━━━ Source data

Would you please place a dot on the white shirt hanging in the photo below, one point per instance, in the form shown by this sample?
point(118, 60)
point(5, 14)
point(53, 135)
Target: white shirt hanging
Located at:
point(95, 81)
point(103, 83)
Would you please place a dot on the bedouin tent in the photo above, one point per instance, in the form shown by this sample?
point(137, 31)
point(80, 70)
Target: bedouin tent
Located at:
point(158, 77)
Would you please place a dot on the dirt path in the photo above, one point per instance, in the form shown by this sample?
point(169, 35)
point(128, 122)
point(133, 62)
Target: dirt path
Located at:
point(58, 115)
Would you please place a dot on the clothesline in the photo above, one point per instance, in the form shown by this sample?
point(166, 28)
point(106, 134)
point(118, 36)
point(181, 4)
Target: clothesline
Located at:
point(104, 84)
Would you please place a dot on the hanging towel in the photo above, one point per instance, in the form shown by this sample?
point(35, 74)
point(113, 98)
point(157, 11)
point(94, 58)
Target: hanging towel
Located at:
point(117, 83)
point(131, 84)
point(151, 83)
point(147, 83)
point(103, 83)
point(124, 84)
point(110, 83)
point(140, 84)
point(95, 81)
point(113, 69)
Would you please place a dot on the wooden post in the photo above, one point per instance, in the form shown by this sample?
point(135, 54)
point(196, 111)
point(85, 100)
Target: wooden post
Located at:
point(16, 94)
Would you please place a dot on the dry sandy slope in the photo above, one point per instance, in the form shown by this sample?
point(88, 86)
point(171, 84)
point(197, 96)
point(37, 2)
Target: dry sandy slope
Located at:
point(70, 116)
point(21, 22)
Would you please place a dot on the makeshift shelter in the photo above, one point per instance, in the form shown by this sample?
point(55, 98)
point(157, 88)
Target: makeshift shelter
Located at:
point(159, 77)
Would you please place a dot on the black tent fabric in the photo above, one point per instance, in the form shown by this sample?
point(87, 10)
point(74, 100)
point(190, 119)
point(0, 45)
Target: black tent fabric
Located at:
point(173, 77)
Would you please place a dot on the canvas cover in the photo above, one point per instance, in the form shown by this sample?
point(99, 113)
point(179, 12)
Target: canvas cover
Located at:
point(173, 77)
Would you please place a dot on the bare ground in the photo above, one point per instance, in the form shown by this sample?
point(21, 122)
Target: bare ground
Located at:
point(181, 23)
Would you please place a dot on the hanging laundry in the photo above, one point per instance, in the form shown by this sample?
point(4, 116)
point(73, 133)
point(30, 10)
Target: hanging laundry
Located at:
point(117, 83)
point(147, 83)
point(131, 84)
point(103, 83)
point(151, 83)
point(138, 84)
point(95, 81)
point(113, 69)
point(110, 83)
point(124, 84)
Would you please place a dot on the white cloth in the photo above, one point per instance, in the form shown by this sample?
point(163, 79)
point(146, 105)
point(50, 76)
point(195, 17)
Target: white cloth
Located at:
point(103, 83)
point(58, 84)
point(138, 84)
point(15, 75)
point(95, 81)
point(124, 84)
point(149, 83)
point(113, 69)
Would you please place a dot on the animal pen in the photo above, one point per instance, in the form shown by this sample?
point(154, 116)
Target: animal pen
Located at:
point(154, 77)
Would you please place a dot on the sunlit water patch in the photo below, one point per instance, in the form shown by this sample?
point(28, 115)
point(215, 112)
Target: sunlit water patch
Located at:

━━━━━━

**What you need to do**
Taking the entries above, please repeat each one exactly.

**Answer section**
Would you please place a dot on the white shirt hanging in the photo below, one point per instance, in the form shown by this sample?
point(118, 60)
point(5, 14)
point(53, 135)
Target: white shirt hanging
Located at:
point(95, 81)
point(103, 83)
Would you please place a dot on the bedouin tent in the photo above, one point per instance, in the form shown by this sample?
point(137, 31)
point(80, 70)
Target: bedouin tent
Located at:
point(158, 77)
Would you please place a dot on the dirt path in the photo above, one point per instance, in the form shown by this sample?
point(169, 35)
point(128, 122)
point(133, 62)
Target: dirt path
Located at:
point(58, 115)
Would you please place a dot on the clothesline in the photo above, one point per instance, in the form shown by this sample?
point(166, 28)
point(106, 134)
point(118, 36)
point(181, 4)
Target: clothesline
Located at:
point(104, 84)
Would you please place a dot on the hanging towel in the photo above, one point per instance, in the form shown by this sample?
point(35, 74)
point(113, 98)
point(157, 11)
point(94, 58)
Target: hanging towel
Located at:
point(117, 83)
point(131, 84)
point(151, 83)
point(147, 83)
point(103, 83)
point(124, 84)
point(110, 83)
point(140, 84)
point(95, 81)
point(113, 69)
Would you please place a dot on the wooden post in the photo above, one point per instance, in the form shown by this sample?
point(135, 54)
point(196, 111)
point(85, 100)
Target: wooden post
Located at:
point(16, 94)
Would you please place a dot on the dry sandy slope in the photo above, one point per instance, in the form shown by this sample?
point(88, 86)
point(171, 84)
point(197, 96)
point(37, 2)
Target: dry sandy slope
Located at:
point(70, 116)
point(21, 22)
Would you please place a dot on the makeshift shelter in the photo above, one point per instance, in the form shown by this sample?
point(55, 98)
point(157, 88)
Target: makeshift shelter
Located at:
point(159, 77)
Would you please place a dot on the black tent fabric in the photo above, one point per instance, in the form shown by this sample?
point(87, 10)
point(74, 100)
point(190, 119)
point(0, 45)
Target: black tent fabric
Located at:
point(173, 77)
Would you please place a dot on the canvas cover in the photo above, one point per instance, in the form shown by this sample?
point(99, 113)
point(179, 12)
Target: canvas cover
Located at:
point(173, 77)
Would you please place a dot on the bare ground in the photo above, one point per instance, in the form shown by this sample?
point(21, 122)
Target: bare ground
Located at:
point(181, 23)
Would you please place a dot on the hanging laundry in the photo above, one point per instance, in the form shown by this sample?
point(4, 116)
point(73, 133)
point(30, 10)
Target: hanging laundry
Located at:
point(117, 83)
point(147, 83)
point(131, 84)
point(103, 83)
point(151, 83)
point(138, 84)
point(95, 81)
point(113, 69)
point(110, 83)
point(124, 84)
Would you please place a dot on the white cloth in the photo above, one point per instance, in the form shown by this sample?
point(163, 79)
point(146, 105)
point(50, 76)
point(195, 17)
Target: white cloth
Located at:
point(103, 83)
point(58, 84)
point(138, 84)
point(15, 75)
point(95, 81)
point(124, 84)
point(149, 83)
point(113, 69)
Would you please place a dot on the animal pen in the photo above, one point per instance, in the form shown by this sample?
point(154, 116)
Target: animal pen
Located at:
point(154, 77)
Would you please place a dot on the sunlit water patch in the photo below, one point per instance, in the form shown by this sample?
point(28, 115)
point(215, 112)
Target: sunlit water patch
Located at:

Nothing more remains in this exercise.